The lines to extract begin at the line that contains "the green leaf" and run through the last line of the listing; reproduce them exactly, minus any pictures.

[DATASET CONTENT]
↓

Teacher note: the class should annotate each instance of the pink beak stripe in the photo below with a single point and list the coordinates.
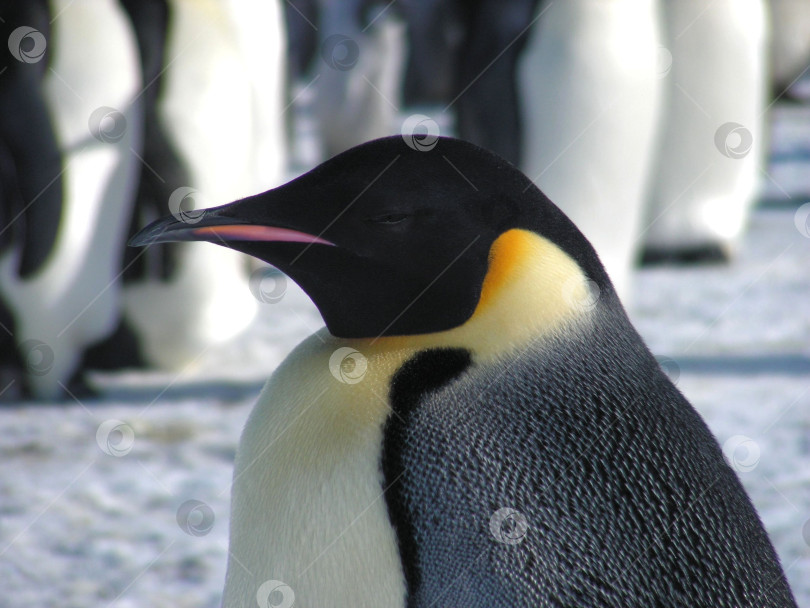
(240, 232)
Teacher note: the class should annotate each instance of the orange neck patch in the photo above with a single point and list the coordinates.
(508, 253)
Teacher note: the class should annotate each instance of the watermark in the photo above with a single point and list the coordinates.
(183, 206)
(340, 52)
(420, 132)
(670, 368)
(268, 285)
(741, 453)
(115, 438)
(581, 295)
(733, 140)
(27, 44)
(195, 518)
(107, 125)
(348, 365)
(38, 357)
(275, 594)
(509, 526)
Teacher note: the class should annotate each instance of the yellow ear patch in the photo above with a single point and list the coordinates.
(509, 251)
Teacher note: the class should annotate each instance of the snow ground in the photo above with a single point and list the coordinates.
(80, 527)
(89, 507)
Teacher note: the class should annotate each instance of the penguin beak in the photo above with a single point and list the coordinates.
(217, 226)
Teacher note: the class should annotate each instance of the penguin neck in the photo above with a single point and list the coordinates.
(532, 291)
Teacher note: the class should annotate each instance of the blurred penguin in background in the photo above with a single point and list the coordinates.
(145, 107)
(216, 101)
(790, 45)
(69, 131)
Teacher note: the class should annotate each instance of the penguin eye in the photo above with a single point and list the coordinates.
(388, 218)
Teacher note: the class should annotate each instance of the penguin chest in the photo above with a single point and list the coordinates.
(309, 521)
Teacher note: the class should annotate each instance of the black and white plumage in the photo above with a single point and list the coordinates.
(479, 424)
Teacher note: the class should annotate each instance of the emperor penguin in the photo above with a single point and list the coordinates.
(479, 424)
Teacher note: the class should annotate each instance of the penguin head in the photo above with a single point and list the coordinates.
(386, 238)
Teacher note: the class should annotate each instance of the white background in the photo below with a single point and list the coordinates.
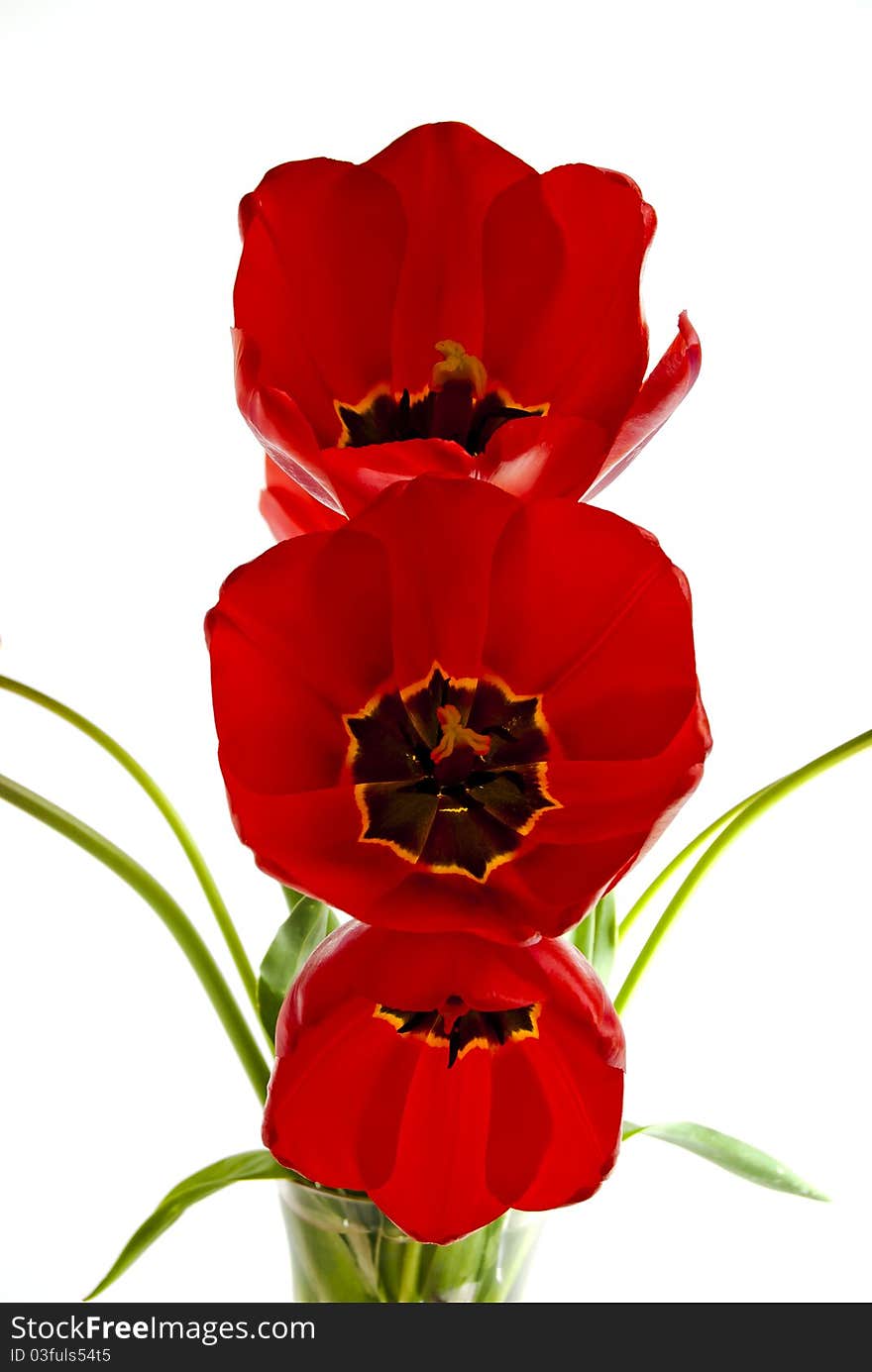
(128, 490)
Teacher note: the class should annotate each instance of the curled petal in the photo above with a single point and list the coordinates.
(659, 395)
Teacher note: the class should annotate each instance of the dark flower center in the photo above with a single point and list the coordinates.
(459, 1028)
(451, 774)
(458, 406)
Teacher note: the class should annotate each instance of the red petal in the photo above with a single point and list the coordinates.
(536, 635)
(419, 970)
(440, 537)
(447, 175)
(291, 510)
(323, 1091)
(519, 1124)
(323, 245)
(586, 1097)
(498, 908)
(317, 609)
(661, 394)
(359, 475)
(310, 841)
(438, 1190)
(563, 254)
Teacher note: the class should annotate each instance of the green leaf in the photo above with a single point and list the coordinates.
(604, 936)
(242, 1166)
(308, 923)
(730, 1154)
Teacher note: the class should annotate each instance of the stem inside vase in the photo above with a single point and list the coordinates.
(345, 1250)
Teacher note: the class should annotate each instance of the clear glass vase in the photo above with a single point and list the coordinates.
(345, 1250)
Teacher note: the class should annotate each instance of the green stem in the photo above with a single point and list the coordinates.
(164, 907)
(166, 808)
(744, 819)
(659, 881)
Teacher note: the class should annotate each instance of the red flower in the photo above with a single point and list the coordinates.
(459, 711)
(444, 249)
(448, 1077)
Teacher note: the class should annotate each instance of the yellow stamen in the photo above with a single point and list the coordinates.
(456, 733)
(459, 366)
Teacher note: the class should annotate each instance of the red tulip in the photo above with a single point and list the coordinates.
(459, 711)
(444, 289)
(448, 1077)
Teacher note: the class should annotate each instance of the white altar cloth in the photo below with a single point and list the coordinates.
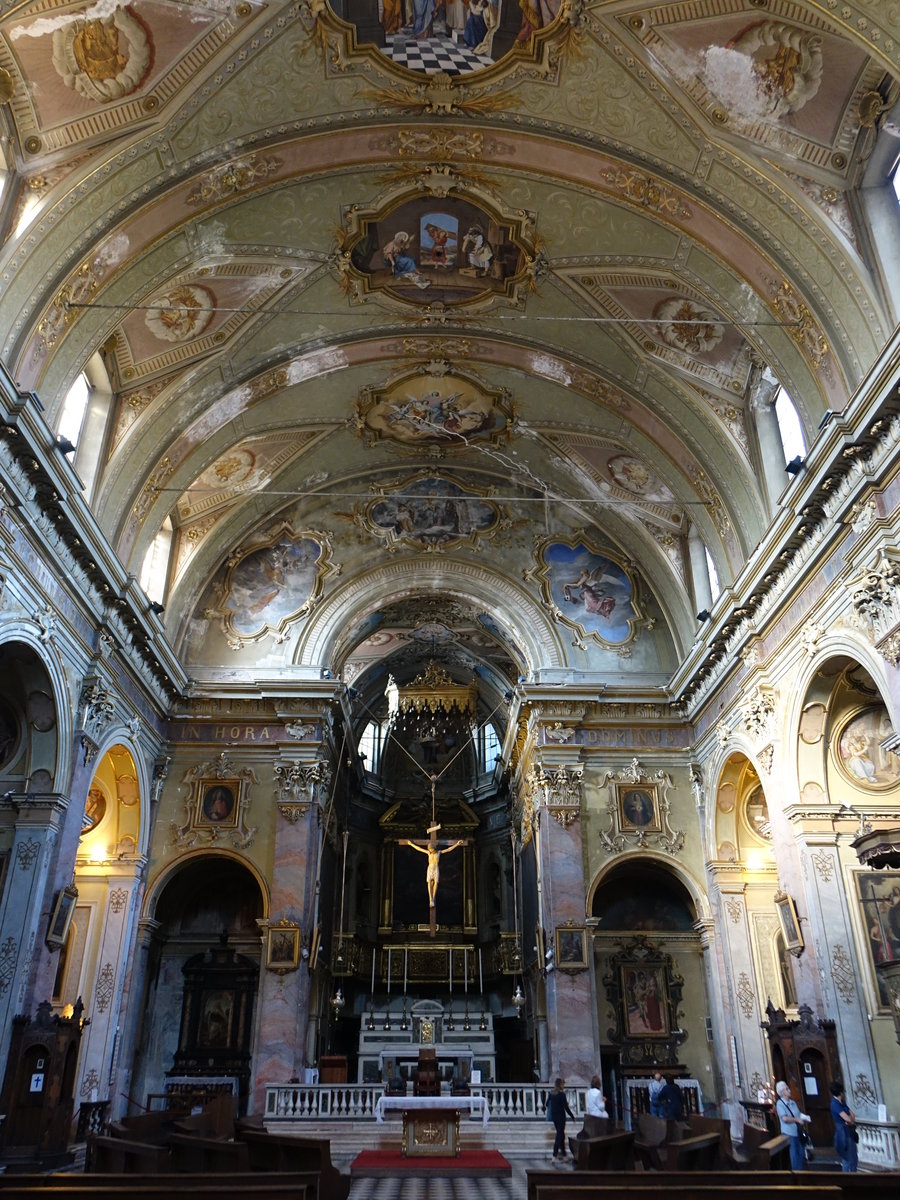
(473, 1104)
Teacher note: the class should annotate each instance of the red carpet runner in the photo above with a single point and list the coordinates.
(375, 1163)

↑

[REPLY]
Teacher note: the class should annotate each instance of the green leaf in the photo above with a single point and list the coordinates.
(604, 936)
(242, 1166)
(308, 923)
(730, 1154)
Teacher note: the class should annotate each instance of the stem inside vase in the photo above with a single point and list the coordinates.
(345, 1250)
Teacher note: the class should annotate each instance of the clear glass vase in the photo above with a single point and list the coordinates.
(345, 1250)
Teacher note: the class should annotate each instance of the green stem in the photo above with a single point and list the coordinates.
(164, 907)
(166, 808)
(744, 819)
(659, 881)
Teacher note: the class should annotate each instance of the red flower in the photo above with a single point and list the coordinates.
(459, 711)
(444, 249)
(448, 1077)
Teacher note: the class should annotate each instance of the yellow stamen in the photo above with a single point and list the coordinates.
(456, 733)
(459, 366)
Teacher note: the class should annotate each instance of the red tulip in the photo above with a single point and list the coordinates.
(459, 711)
(444, 289)
(448, 1077)
Teacher note: the class should annotate each instance of the white altar cloth in the photo below with a single point and list the coordinates.
(473, 1104)
Teacher note: the class should annotate each instance of the red carpet runner in the photo above with a single point and list the coordinates.
(375, 1163)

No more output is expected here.